== DATA PROVIDED

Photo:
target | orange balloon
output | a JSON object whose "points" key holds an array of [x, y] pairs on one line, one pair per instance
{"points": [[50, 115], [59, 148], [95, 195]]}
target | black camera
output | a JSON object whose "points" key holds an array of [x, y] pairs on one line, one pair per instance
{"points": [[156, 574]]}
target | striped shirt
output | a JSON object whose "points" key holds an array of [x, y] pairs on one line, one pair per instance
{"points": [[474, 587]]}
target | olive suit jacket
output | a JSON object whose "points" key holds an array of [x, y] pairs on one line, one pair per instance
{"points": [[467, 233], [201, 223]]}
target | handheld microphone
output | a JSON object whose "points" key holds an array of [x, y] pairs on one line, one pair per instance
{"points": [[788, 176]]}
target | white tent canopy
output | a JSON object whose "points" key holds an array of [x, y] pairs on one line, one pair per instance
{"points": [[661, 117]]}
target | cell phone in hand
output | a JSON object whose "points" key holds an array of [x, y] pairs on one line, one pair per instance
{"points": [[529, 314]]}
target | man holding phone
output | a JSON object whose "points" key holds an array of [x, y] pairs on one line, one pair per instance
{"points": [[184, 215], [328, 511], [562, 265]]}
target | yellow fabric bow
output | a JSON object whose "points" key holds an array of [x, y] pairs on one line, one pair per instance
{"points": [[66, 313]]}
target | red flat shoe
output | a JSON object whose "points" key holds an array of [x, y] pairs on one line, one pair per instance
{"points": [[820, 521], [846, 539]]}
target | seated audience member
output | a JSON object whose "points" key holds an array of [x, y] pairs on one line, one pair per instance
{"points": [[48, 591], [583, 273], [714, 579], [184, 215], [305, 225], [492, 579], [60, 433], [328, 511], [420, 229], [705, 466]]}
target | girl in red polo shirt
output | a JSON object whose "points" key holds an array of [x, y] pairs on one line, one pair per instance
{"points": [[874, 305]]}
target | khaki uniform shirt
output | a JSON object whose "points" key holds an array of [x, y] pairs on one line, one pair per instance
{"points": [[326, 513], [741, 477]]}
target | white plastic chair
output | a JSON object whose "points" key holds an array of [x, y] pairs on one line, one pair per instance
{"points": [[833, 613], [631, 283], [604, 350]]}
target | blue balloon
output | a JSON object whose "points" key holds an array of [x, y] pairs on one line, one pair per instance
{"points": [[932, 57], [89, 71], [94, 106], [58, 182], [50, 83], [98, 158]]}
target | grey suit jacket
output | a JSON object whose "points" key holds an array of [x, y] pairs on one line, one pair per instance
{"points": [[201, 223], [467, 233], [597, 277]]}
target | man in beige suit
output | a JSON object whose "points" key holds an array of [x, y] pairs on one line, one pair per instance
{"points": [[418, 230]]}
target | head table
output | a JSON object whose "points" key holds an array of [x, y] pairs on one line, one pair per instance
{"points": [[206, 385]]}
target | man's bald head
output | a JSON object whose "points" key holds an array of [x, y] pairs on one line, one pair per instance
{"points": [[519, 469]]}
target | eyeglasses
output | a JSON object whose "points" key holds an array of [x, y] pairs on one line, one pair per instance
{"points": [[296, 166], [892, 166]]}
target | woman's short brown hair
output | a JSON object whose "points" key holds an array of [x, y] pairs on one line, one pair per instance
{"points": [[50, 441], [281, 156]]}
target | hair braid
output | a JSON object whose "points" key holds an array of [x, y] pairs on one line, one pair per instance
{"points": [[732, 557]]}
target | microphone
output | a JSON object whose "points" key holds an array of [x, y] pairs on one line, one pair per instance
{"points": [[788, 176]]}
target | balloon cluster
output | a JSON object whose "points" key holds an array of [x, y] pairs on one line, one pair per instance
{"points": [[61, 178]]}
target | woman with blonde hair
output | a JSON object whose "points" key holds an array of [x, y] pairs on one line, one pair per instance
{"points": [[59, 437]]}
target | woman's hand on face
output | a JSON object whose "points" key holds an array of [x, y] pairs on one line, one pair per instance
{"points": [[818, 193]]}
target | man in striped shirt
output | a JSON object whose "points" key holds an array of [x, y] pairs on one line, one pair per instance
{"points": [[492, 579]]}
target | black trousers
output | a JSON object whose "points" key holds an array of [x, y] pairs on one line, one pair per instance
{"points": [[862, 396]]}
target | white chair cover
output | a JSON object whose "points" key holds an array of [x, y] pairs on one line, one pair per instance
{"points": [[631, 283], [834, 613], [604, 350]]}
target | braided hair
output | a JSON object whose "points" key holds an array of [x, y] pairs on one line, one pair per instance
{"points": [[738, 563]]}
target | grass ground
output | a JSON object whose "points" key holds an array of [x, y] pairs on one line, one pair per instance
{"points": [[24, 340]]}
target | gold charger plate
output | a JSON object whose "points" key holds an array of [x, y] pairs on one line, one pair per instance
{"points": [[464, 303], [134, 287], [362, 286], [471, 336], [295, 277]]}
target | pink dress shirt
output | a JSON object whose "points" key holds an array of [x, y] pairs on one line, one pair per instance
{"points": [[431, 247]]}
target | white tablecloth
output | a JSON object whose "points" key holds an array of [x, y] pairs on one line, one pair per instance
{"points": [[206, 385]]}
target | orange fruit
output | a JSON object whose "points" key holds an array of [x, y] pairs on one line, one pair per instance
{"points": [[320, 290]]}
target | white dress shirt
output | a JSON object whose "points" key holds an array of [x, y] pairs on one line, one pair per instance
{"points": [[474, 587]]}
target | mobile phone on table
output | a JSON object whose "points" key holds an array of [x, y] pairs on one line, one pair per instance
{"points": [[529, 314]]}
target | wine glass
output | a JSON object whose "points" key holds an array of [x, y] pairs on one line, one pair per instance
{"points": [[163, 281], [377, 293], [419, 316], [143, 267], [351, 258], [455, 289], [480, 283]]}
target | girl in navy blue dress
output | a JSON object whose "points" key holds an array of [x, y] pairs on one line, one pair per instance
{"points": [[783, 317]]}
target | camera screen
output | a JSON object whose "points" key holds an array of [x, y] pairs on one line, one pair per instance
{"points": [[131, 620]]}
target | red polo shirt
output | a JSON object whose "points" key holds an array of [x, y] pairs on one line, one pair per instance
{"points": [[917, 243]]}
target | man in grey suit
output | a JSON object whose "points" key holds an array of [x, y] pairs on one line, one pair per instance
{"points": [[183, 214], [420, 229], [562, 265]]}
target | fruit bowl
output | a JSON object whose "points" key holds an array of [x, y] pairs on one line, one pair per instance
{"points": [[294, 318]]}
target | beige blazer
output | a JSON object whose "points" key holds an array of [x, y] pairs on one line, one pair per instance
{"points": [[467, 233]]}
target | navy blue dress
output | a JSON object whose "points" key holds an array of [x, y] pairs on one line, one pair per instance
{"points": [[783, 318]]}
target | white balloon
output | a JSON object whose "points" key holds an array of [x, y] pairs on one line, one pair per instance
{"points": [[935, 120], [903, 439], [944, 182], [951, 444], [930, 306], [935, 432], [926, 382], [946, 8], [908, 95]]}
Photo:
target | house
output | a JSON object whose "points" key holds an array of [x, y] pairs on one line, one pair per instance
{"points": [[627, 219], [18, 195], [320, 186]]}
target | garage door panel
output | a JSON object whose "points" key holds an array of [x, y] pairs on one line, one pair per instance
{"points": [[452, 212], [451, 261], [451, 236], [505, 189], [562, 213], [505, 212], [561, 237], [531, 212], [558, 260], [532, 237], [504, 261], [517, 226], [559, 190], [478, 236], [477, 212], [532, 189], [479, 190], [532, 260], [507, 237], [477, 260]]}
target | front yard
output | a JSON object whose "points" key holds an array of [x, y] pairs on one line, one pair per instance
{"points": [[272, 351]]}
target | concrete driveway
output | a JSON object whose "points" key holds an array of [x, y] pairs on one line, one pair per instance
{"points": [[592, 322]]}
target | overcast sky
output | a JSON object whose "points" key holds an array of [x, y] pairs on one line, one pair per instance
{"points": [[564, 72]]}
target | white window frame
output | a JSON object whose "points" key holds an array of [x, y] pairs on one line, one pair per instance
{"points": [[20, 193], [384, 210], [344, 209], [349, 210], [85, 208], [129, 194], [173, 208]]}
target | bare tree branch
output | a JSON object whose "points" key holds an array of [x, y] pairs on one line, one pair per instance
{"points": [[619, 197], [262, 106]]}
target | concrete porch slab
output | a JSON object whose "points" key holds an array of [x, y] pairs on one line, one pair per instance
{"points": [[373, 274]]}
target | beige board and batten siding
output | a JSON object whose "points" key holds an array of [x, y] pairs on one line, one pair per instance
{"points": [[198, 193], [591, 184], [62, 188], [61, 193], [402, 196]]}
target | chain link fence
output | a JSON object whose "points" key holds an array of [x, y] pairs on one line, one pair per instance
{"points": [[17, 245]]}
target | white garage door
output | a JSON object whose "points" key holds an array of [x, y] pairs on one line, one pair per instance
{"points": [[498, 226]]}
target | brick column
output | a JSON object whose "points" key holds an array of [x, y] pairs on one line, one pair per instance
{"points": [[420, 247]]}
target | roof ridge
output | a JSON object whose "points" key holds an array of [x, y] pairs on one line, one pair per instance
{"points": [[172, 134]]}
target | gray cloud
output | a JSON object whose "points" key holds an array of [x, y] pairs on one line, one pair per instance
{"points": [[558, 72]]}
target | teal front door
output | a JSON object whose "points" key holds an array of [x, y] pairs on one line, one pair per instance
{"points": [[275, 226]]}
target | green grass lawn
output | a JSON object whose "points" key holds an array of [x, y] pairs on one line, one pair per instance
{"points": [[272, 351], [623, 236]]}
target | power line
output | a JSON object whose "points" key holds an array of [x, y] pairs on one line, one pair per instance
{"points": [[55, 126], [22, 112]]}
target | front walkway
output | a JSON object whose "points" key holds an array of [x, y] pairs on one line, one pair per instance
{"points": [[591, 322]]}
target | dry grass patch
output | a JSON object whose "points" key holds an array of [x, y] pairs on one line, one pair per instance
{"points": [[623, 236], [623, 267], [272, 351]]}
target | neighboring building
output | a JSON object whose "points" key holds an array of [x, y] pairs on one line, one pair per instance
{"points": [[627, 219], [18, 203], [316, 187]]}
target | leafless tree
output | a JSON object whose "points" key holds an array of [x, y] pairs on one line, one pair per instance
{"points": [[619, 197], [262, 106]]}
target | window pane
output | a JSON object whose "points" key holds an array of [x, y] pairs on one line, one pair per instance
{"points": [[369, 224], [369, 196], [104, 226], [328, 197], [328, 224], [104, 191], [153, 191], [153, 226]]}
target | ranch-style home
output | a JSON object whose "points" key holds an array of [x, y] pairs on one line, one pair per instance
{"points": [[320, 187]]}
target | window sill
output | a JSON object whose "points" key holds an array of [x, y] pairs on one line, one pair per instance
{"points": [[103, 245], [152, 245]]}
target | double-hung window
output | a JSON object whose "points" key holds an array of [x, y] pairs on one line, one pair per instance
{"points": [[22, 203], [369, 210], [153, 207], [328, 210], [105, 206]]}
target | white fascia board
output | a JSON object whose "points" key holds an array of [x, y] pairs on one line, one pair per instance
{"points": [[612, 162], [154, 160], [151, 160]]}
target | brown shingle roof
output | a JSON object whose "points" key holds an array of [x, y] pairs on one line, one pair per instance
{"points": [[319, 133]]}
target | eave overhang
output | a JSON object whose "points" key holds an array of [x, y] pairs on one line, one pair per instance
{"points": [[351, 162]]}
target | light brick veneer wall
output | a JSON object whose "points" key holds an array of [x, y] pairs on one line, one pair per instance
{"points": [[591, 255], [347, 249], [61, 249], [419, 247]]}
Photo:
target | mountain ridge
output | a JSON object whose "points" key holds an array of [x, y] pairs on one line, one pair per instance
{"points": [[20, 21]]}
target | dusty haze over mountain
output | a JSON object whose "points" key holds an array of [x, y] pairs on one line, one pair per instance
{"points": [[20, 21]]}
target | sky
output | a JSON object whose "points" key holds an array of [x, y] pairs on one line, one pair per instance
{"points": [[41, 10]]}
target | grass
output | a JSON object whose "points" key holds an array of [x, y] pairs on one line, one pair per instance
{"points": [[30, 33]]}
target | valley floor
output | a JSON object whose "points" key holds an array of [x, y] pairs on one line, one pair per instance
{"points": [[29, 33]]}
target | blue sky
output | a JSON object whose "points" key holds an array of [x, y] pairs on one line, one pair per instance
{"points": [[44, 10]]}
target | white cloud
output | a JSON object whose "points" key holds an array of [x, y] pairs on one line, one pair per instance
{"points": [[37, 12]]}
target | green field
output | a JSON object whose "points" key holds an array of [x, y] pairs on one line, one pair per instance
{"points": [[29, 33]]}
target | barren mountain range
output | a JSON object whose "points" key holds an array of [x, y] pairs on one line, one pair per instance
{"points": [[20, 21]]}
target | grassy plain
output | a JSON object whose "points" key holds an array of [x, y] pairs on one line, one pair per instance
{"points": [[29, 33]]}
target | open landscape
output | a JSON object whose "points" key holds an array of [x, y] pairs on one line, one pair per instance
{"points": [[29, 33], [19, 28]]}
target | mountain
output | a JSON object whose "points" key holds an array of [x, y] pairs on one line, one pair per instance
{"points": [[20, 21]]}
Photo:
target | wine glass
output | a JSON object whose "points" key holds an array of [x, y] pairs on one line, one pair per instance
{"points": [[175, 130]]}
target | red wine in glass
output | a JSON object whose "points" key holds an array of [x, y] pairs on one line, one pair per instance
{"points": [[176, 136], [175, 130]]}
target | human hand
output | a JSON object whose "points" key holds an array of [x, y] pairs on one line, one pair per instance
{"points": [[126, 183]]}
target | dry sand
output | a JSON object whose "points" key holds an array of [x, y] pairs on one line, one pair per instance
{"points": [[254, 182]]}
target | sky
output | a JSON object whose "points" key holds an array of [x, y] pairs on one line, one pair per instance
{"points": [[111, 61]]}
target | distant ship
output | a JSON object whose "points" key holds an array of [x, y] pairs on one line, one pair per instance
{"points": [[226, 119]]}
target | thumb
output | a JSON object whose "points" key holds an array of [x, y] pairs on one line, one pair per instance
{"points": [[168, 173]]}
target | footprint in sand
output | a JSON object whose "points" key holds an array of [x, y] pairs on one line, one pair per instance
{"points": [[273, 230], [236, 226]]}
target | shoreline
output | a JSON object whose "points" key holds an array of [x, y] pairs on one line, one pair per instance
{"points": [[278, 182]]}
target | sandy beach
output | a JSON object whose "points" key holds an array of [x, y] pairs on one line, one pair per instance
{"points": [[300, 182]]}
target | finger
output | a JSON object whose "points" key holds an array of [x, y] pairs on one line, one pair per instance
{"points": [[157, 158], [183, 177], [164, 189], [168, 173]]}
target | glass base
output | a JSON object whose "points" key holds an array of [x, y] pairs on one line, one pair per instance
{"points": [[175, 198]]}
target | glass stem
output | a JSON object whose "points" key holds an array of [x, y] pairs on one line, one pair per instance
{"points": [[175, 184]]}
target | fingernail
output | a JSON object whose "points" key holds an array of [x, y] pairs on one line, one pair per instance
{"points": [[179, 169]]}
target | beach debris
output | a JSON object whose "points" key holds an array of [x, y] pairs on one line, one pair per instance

====

# SET EXERCISE:
Output an exact copy of the lines beginning at the one that holds "target | glass base" and running through the final line of the records.

# RESPONSE TO THIS TASK:
target | glass base
output | a JSON object whose "points" key holds an array of [x, y] pairs on one line, one pair per instance
{"points": [[175, 198]]}
target | glass stem
output | a JSON object whose "points" key holds an array of [x, y] pairs on one line, one pair per instance
{"points": [[175, 184]]}
target | fingernail
output | a JSON object whose "points" key holds an array of [x, y] pairs on one line, one pair per instance
{"points": [[179, 169]]}
target | beach debris
output | a JSON object whose "points" key holds an array of [x, y] pairs on one line, one pair per instance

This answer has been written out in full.